==== AVAILABLE DATA ====
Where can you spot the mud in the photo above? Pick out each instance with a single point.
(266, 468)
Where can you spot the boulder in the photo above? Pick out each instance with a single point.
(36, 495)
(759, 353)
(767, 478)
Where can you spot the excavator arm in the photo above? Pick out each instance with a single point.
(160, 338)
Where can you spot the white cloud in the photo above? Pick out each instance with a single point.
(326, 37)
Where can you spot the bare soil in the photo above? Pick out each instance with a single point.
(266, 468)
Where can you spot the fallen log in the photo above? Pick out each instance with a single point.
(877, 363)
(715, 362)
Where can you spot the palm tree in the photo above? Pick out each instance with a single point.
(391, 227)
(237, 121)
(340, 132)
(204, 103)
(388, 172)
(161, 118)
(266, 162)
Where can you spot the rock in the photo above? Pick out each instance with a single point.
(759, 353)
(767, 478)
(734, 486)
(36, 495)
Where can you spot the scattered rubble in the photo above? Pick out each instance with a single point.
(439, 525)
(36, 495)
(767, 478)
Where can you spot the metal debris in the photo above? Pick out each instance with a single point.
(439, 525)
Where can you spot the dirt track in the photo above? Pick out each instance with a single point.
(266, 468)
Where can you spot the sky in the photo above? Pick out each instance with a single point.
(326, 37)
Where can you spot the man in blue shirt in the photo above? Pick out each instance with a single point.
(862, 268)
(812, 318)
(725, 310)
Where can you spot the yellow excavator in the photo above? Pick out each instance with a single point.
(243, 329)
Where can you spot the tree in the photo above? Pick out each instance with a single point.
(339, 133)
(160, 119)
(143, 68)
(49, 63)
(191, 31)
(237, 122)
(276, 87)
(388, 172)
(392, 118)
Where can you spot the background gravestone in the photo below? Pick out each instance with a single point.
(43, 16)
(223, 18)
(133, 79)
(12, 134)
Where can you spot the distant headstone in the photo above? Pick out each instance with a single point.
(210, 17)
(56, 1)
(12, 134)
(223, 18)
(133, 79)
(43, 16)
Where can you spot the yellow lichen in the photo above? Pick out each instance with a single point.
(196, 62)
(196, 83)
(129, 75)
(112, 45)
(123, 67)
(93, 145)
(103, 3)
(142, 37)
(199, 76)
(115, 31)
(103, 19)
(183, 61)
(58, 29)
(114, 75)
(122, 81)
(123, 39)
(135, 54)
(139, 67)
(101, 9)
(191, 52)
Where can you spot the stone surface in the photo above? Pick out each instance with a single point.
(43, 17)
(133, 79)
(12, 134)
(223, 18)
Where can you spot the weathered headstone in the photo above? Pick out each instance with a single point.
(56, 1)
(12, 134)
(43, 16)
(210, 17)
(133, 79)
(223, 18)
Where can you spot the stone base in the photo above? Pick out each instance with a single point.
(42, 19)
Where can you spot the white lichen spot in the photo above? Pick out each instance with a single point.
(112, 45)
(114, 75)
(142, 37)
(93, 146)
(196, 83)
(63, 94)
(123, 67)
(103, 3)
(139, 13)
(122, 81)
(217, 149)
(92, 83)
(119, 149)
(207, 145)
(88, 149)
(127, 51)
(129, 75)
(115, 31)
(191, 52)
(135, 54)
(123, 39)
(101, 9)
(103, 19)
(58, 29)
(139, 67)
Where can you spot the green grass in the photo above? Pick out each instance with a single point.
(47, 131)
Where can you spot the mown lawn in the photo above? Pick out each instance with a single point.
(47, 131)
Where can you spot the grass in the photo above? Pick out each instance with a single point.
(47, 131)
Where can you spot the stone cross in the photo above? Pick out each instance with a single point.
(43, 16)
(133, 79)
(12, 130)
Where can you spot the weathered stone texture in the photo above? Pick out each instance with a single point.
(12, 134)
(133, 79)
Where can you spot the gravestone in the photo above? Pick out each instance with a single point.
====
> **ACTIVITY**: Every word in the records must appear in your copy exactly as it does above.

> **SOLUTION TO THE PROBLEM**:
Where can you spot the mud in the photo above? Pick out each instance with a single point.
(266, 468)
Where can you spot the boulder in the photo above? Pick out each instance with a single point.
(36, 495)
(759, 353)
(767, 478)
Where can you spot the excavator arm in the photo above? Pick out each instance with a single point.
(160, 338)
Where can you spot the white cloud in the photo above? Pick out each instance with a single point.
(326, 37)
Where can you spot the bare soil in the photo above? Pick out each instance with a single point.
(266, 468)
Where can you spot the fallen log in the photo above? Pick out each instance with a single point.
(877, 363)
(715, 362)
Where can you spot the palm tree in the photo above? Pick out each instance with a single point.
(391, 227)
(237, 121)
(340, 132)
(204, 103)
(388, 172)
(161, 118)
(266, 162)
Where can you spot the rock in the photo above? Pick out each instance with a single point.
(759, 353)
(767, 478)
(734, 486)
(36, 495)
Where can you spot the scattered rubble in the photo above? Pick out each instance with a single point.
(439, 525)
(36, 495)
(767, 478)
Where can you spot the metal debris in the photo above? Pick out each instance with a single point.
(439, 525)
Where can you spot the dirt track in the photo above? Pick out each instance with a single point.
(266, 468)
Where can you spot the sky in the photo above? Pick out each instance with a single point.
(326, 37)
Where can you spot the man in blue shirt in the photo above? Pick out each instance with a single point.
(862, 268)
(812, 318)
(725, 310)
Where can you spot the yellow excavator in the photo above? Pick out each instance with a single point.
(243, 329)
Where can you spot the tree in the photo above? Pick out each instance with a single point.
(339, 133)
(160, 119)
(143, 68)
(49, 63)
(191, 31)
(237, 122)
(276, 87)
(388, 172)
(392, 118)
Where can you spot the background gravestone in the photo below? Pick out each instance with a single point.
(43, 16)
(223, 18)
(133, 79)
(12, 134)
Where can you spot the distant headstone in the photo above? Pick out each instance with a single point.
(210, 17)
(56, 1)
(12, 134)
(223, 18)
(133, 79)
(43, 16)
Where can you spot the yellow lichen in the photo above? Pick out each instance with a single point.
(196, 62)
(196, 83)
(129, 75)
(112, 45)
(123, 67)
(93, 145)
(103, 3)
(142, 37)
(199, 76)
(115, 31)
(103, 19)
(183, 61)
(58, 29)
(114, 75)
(122, 81)
(123, 39)
(135, 54)
(139, 67)
(101, 9)
(191, 52)
Where can you spot the stone surface in the photo above? Pick out each instance with a single point.
(43, 17)
(133, 79)
(12, 134)
(223, 18)
Where can you spot the weathered headstone in the photo above? Pick out each instance with a single point.
(56, 1)
(12, 134)
(43, 16)
(210, 17)
(133, 79)
(223, 18)
Where can you spot the stone base in the photo above? Pick out each instance with a single point.
(42, 19)
Where can you spot the white lichen spot in the photo above? Pick out each instance with a single point.
(112, 45)
(114, 75)
(142, 37)
(93, 146)
(196, 83)
(63, 94)
(123, 67)
(103, 3)
(139, 13)
(122, 81)
(217, 149)
(92, 83)
(119, 149)
(207, 145)
(88, 149)
(127, 51)
(129, 75)
(115, 31)
(191, 52)
(135, 54)
(123, 39)
(101, 9)
(103, 19)
(58, 29)
(139, 67)
Where can you spot the green grass in the photo above? Pick out each instance with a single point.
(47, 131)
Where can you spot the mown lawn in the photo above? Pick out each instance with a single point.
(47, 131)
Where can you spot the grass in the photo above? Pick out each instance with a single point.
(47, 131)
Where can you spot the stone cross in the photo above? Pick out each instance with a single point.
(43, 16)
(133, 79)
(12, 130)
Where can you spot the weathered stone texture in the photo above? Pick out each instance with a single point.
(12, 134)
(133, 79)
Where can you spot the gravestone in the photo above? Pick out each instance with a single point.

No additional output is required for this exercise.